The only thing that matters is love. When we live with love - for God, for others and ourselves, that is what makes life worth living.


16



Anything you deny or fight will fight you back harder. Don’t fight the fear, pain, disappointment, etc. Let it in and let it teach you what it wants to teach you. Then you can part as friends.


15, 21



Check out Long Lake Summer Camp in NY. Theater, the arts, etc.


12, 13, 14, 15, 16



When the child is feeling upset or out of control, that is not the time to teach a lesson. Share your calm, be a safe place for them. When they’re feeling better, THEN teach the lesson.


1, 2, 3, 4



If you’re easily offended you are easily manipulated. So take a breath and turn off your ego.


14, 19, 21



Ask the question “What are you doing when you feel most like yourself?”


16



A simple trick to calm your nerves: Name 5 things you can hear right now.


5-15



There’s always a temptation to throw money at your problem. But remember there’s nothing you can buy that will make up for what is really needed. And the stuff that accumulates while you try to fix the problem just ends up being a problem on its own.


14, 19



Google Taylor Swift contrast Kim Kardashion at 2024 Superbowl. Good vibes are always better than “cool.” Show up. Dog park energy. Forget trying to look cool.

▶ [Input data]

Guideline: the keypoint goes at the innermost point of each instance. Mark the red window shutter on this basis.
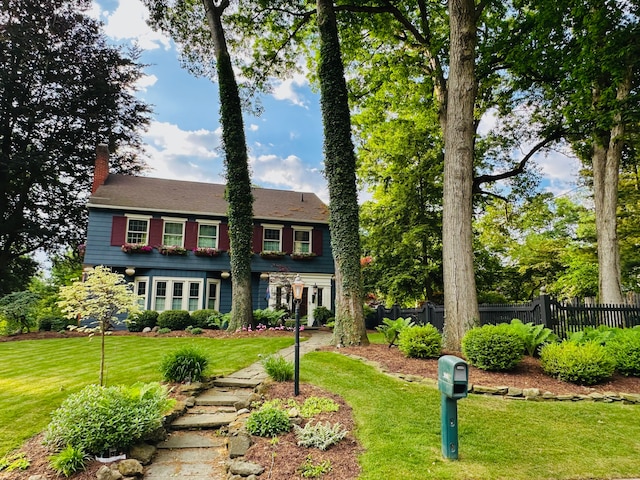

▶ [Questions to answer]
A) Transcribe the advice notes from "The only thing" up to and including "part as friends.".
B) What simple trick for calming your nerves do the advice notes give?

▶ [Written responses]
A)
The only thing that matters is love. When we live with love - for God, for others and ourselves, that is what makes life worth living.


16



Anything you deny or fight will fight you back harder. Don’t fight the fear, pain, disappointment, etc. Let it in and let it teach you what it wants to teach you. Then you can part as friends.

B) Name 5 things you can hear right now.